## WORK INSTRUCTIONS
How many lines in the listing below contain the string "tail", counting only matches with the same case? Reply with the number alone.

[Excerpts from a segmentation dataset]

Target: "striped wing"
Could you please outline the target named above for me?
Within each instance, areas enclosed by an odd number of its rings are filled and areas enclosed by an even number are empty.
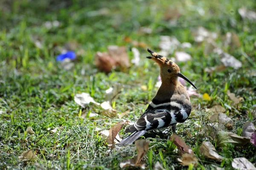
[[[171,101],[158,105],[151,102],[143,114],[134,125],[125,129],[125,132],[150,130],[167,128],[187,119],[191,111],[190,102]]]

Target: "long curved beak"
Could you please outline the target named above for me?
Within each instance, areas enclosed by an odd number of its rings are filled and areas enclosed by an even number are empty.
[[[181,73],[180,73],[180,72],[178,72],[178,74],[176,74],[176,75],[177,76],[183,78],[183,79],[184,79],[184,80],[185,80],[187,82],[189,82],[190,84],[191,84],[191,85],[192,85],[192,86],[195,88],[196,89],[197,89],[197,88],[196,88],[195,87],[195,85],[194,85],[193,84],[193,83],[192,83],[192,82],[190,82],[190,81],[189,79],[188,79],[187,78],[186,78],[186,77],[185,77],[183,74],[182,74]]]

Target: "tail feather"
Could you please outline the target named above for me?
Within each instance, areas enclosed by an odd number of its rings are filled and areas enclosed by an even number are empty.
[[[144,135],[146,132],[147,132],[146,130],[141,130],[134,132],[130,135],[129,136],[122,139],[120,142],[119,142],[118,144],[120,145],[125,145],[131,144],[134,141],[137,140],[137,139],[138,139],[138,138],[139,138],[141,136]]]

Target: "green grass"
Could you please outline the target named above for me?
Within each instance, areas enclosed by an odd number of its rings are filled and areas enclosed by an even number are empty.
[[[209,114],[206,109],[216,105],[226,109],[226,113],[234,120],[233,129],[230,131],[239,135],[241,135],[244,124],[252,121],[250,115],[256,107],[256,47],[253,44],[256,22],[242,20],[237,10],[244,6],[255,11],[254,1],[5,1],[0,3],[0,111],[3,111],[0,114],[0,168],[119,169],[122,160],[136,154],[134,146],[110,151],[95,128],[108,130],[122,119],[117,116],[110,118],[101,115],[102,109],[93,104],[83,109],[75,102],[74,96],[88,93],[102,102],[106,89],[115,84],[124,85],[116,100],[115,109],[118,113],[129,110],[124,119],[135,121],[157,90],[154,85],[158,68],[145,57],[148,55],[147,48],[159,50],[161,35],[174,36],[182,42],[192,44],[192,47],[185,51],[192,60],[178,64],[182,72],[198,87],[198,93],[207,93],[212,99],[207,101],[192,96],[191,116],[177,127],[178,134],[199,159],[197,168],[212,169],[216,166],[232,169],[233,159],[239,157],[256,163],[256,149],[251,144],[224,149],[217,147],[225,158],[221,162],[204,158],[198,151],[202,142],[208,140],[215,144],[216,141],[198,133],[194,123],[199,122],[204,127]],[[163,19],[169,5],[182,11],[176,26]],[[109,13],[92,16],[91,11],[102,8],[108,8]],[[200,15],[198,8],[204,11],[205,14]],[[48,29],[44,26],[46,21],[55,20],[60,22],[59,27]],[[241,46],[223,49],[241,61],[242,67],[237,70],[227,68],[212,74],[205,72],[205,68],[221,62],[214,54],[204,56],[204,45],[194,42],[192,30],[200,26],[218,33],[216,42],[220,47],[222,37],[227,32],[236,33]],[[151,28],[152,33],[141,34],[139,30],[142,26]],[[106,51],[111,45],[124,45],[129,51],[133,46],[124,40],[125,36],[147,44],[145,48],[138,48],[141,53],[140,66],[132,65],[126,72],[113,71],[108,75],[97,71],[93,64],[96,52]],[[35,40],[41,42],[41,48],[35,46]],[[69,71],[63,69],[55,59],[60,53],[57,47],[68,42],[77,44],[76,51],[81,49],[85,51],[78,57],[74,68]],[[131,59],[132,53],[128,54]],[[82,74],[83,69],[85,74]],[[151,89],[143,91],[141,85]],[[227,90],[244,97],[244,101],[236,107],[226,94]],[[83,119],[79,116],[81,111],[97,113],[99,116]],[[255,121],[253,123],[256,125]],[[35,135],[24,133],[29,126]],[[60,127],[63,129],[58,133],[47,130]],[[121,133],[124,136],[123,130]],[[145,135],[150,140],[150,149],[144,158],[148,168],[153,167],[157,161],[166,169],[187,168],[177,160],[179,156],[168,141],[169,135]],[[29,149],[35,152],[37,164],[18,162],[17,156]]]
...
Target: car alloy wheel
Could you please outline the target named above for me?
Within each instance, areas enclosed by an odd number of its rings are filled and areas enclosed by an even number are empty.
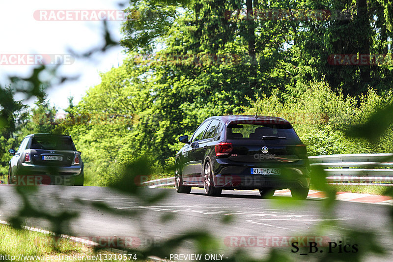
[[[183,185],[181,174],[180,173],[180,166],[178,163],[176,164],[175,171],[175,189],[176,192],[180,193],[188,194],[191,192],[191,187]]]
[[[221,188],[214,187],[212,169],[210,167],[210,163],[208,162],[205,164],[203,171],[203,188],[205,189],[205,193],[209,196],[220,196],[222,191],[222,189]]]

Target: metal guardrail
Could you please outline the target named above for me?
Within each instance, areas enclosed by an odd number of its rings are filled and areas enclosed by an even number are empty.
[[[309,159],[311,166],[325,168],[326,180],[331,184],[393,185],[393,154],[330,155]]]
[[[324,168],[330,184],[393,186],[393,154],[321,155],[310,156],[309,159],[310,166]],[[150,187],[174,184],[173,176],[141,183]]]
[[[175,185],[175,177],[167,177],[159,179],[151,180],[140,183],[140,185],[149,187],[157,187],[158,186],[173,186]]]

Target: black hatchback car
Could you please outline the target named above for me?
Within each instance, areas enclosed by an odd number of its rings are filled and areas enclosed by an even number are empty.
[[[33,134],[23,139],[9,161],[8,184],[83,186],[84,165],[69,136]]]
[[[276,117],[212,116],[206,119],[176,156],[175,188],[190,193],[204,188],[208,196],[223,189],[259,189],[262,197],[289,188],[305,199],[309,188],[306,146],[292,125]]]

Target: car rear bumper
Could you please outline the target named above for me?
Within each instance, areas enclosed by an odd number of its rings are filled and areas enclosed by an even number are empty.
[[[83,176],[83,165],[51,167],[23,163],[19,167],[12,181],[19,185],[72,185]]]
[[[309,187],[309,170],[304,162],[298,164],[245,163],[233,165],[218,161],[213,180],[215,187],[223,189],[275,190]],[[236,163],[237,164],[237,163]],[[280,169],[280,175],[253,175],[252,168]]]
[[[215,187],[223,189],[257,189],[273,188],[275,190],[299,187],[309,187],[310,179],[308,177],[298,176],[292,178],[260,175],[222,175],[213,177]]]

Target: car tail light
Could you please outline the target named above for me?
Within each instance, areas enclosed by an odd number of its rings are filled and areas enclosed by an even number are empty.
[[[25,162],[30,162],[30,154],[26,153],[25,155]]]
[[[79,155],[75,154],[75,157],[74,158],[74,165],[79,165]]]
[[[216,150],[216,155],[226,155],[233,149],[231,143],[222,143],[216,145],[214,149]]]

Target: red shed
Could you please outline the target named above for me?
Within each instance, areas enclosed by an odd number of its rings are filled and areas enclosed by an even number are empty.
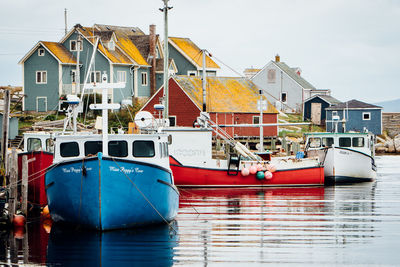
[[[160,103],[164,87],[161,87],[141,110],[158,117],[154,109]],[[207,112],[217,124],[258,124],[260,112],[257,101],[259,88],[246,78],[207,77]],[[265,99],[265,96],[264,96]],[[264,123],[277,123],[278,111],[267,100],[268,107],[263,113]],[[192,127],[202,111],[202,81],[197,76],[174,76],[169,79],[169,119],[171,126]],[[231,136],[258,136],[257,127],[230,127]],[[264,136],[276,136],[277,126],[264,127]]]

## RESULT
2